* _Tasks and exercises_:
**a)** Duplicate the passage of the Bangkok food article between "Go Japanese" and "in traditional dining.", inclusive.
**b)** According to the Bangkok food article, what do the city's street carts serve as part of a proper meal? List every item.
**c)** Summarize the Bangkok food article in two sentences.

* _Text provided_:
- - -
The best thing about Bangkok isn’t that the people are always smiling; it’s that they are always eating. They’re at it everywhere, huddled over a bowl of duck noodles in Jatujak Market, chewing on beef satay on street corners, or sitting down to stir-fried squid and rice almost as soon as you’ve paid up and left a restaurant. This is a city whose chemists stock salmon-skin wafers, whose general stores offer steamed pork buns and whose street carts will serve you a proper meal – soup, mains, dessert, fruit, drinks and all – without ever scrimping on quality or quantity. There’s more to Bangkok dining than basil-flecked green curry in touristy Patpong. Here are some recommendations for your next trip.

HT Image
HT Image
Royal Thai Show: At Ruen Mallika, Royal Thai fare like fried flowers are on the menu


Go Japanese

If you can’t afford Japan (honestly, even the Japanese can’t sometimes), Bangkok is the next best place to sample the cuisine. Thais love Japanese food and there’s enough of a Japanese population to ensure a flowering of restaurants that cater to expat tastes. You could start with a pre-set Bento box at the ubiquitous Fuji, which has branches in most of the larger malls and which has a moderately priced menu. Or head to the Isetan section of Central World to choose from a dozen-odd restaurants like Kabuki, a 150-year-old Japanese brand that specialises in traditional dining.
- - -
* _Listing_:
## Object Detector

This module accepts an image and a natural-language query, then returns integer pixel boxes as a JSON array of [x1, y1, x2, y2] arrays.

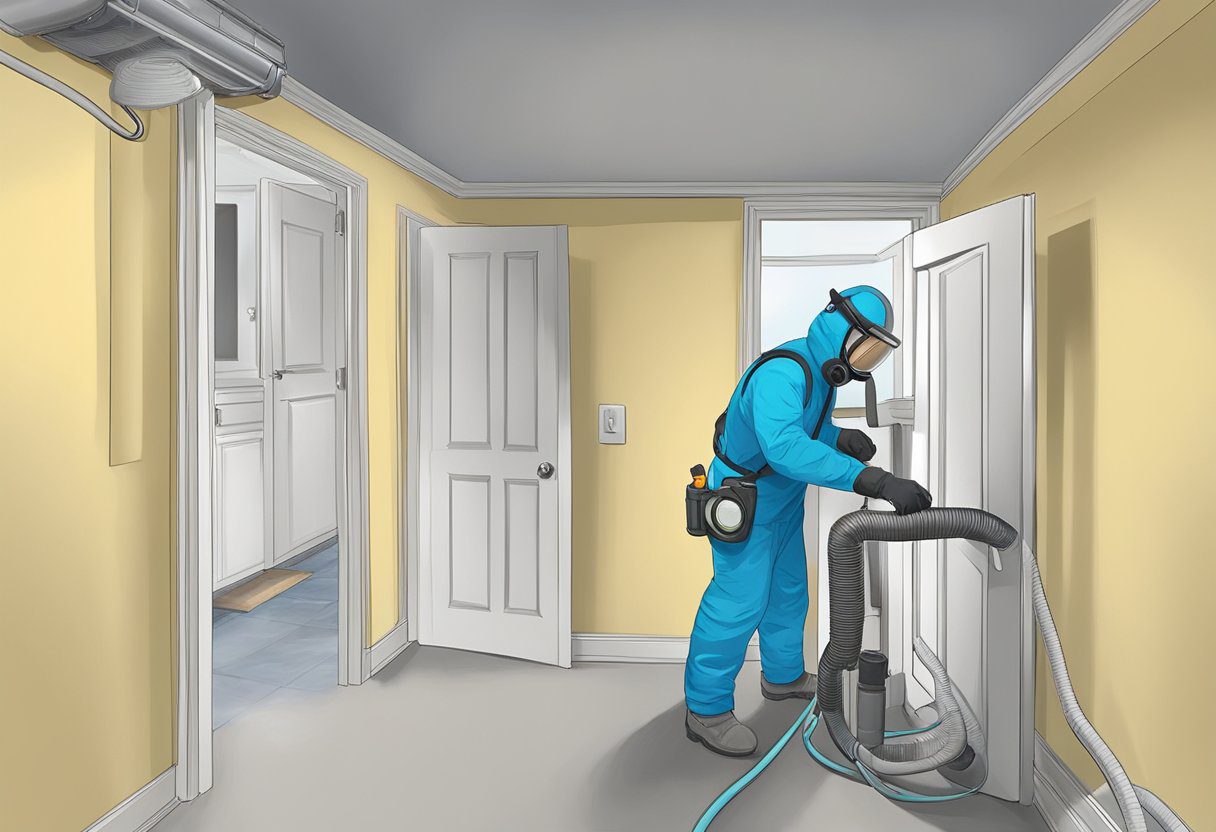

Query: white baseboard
[[570, 633, 760, 664], [84, 768, 178, 832], [364, 622, 410, 681], [1035, 733, 1122, 832]]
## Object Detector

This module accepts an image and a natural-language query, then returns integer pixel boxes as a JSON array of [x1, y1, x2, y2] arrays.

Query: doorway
[[176, 92, 368, 800], [743, 195, 1035, 803], [212, 136, 345, 730]]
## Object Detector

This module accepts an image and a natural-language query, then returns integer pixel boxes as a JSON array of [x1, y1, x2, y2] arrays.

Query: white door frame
[[176, 91, 368, 800], [725, 195, 941, 667], [396, 206, 440, 641]]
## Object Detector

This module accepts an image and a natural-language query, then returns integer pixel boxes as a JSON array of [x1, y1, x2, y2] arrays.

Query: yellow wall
[[0, 34, 176, 831], [458, 199, 743, 635], [224, 99, 457, 643], [942, 0, 1216, 830]]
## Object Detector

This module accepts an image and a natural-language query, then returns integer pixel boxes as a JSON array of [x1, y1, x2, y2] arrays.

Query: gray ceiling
[[232, 0, 1116, 182]]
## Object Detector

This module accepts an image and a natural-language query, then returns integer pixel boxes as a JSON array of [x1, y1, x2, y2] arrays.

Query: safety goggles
[[828, 289, 900, 378]]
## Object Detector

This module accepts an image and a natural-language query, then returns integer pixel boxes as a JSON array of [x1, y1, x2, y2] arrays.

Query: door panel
[[420, 227, 570, 665], [261, 180, 343, 564], [215, 429, 265, 589], [214, 185, 261, 383], [891, 197, 1034, 802]]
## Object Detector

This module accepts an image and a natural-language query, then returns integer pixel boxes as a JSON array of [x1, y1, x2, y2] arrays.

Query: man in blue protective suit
[[685, 286, 933, 757]]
- - -
* _Final answers_:
**a)**
Go Japanese

If you can’t afford Japan (honestly, even the Japanese can’t sometimes), Bangkok is the next best place to sample the cuisine. Thais love Japanese food and there’s enough of a Japanese population to ensure a flowering of restaurants that cater to expat tastes. You could start with a pre-set Bento box at the ubiquitous Fuji, which has branches in most of the larger malls and which has a moderately priced menu. Or head to the Isetan section of Central World to choose from a dozen-odd restaurants like Kabuki, a 150-year-old Japanese brand that specialises in traditional dining.

**b)**
- soup
- mains
- dessert
- fruit
- drinks

**c)** Bangkok's people are always eating, and the city offers food everywhere, from salmon-skin wafers at chemists to full meals from street carts that don't scrimp on quality or quantity. The city is also the next best place after Japan to sample Japanese cuisine, whether as a Bento box at Fuji or at one of the dozen-odd restaurants in Central World's Isetan section, such as Kabuki.